Information provided Block Start
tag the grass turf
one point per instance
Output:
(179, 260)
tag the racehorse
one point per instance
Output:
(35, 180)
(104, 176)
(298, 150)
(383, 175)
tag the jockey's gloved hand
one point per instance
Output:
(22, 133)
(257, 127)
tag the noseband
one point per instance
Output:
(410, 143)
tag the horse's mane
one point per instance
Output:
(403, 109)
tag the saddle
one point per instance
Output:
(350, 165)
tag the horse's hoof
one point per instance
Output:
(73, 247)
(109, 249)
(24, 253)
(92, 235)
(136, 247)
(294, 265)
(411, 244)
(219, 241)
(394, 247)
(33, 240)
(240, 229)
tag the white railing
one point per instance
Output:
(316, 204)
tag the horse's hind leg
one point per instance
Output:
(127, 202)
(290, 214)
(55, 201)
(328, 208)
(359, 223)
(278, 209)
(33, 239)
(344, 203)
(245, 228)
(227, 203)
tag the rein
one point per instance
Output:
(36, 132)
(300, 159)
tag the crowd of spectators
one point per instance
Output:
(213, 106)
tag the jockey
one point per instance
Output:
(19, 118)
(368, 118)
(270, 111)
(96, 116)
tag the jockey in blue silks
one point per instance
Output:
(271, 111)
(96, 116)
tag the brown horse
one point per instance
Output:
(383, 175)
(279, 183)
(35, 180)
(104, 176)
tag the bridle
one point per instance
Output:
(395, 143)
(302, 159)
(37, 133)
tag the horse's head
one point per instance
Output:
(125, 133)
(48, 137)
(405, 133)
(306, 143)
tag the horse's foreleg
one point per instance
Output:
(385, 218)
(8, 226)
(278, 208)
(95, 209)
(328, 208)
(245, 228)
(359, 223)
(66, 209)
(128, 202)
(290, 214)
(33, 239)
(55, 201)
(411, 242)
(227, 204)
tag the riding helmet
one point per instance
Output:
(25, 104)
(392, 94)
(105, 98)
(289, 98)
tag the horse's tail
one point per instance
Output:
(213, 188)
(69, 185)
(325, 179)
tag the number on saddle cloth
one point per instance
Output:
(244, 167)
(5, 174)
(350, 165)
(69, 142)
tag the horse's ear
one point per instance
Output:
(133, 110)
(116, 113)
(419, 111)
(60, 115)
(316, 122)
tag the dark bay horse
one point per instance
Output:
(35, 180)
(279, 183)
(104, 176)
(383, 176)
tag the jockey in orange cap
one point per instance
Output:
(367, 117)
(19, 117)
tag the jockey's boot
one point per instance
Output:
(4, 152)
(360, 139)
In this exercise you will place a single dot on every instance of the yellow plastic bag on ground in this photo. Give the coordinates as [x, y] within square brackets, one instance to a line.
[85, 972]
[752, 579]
Information provided Block End
Information provided Block Start
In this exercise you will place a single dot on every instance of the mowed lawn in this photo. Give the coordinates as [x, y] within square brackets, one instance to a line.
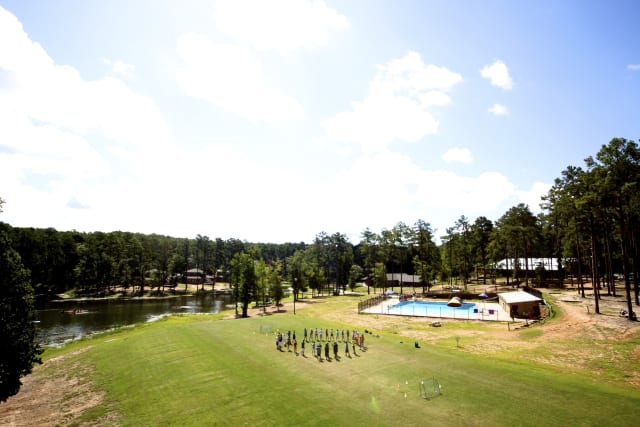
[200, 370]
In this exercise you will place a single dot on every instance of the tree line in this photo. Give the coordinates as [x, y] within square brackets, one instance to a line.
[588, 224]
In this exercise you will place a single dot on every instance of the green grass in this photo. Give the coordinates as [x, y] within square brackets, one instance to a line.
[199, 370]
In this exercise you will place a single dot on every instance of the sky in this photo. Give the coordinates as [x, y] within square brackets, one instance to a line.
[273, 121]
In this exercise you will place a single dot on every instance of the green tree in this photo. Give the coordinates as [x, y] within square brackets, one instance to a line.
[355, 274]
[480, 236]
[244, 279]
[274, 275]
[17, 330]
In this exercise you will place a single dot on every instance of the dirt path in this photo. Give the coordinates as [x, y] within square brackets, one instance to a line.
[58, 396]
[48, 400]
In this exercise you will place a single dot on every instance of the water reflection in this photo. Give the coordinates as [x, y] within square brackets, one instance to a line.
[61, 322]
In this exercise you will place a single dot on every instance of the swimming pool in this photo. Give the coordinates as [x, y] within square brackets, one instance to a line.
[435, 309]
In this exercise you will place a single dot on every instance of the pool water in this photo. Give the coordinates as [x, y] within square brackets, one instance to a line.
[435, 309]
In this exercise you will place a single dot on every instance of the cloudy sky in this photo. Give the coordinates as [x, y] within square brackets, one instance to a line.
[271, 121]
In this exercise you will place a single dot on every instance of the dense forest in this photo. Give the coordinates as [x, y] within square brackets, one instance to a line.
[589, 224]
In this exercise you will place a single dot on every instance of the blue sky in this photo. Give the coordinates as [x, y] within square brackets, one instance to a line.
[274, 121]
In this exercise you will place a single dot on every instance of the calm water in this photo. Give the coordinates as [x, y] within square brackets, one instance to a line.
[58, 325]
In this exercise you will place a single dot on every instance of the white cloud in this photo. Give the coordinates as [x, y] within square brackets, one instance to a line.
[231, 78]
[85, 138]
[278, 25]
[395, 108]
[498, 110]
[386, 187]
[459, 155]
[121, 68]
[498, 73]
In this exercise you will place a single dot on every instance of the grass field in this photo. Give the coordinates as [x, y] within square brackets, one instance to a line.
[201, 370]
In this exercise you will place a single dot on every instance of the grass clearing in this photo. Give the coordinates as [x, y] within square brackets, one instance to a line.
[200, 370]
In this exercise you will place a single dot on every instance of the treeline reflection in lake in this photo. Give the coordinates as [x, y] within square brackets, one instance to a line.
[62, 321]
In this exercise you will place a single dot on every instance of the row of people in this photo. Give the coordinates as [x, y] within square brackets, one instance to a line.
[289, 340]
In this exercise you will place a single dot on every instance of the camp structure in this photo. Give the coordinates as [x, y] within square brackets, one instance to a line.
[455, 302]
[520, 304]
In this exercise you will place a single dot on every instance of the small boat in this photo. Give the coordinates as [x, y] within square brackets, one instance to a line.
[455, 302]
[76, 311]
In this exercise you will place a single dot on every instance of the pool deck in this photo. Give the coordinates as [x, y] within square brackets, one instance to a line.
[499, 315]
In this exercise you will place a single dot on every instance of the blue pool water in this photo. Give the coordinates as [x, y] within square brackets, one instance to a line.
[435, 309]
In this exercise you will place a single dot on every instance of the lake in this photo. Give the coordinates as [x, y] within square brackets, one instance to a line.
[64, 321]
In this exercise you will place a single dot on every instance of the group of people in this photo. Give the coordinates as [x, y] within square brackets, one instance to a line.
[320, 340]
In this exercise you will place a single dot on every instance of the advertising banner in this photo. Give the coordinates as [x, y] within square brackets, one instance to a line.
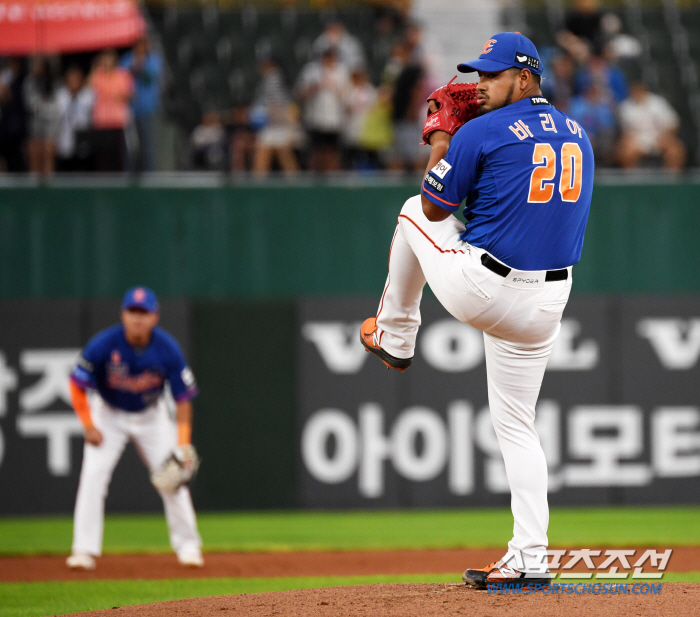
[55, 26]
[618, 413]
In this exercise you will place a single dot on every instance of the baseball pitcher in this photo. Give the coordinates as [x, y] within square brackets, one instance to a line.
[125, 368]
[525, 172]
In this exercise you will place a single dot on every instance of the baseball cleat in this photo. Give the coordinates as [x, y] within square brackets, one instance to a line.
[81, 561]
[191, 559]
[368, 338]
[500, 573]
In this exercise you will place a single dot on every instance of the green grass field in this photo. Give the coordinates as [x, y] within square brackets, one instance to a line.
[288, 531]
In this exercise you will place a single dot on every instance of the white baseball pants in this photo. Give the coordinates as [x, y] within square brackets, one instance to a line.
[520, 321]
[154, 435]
Information provided Block End
Your goal
Report all lines of the data above that include the string "jockey".

Response area
tag the jockey's gloved hand
tag the jockey
tag the jockey in blue silks
tag the jockey in orange cap
tag the jockey's boot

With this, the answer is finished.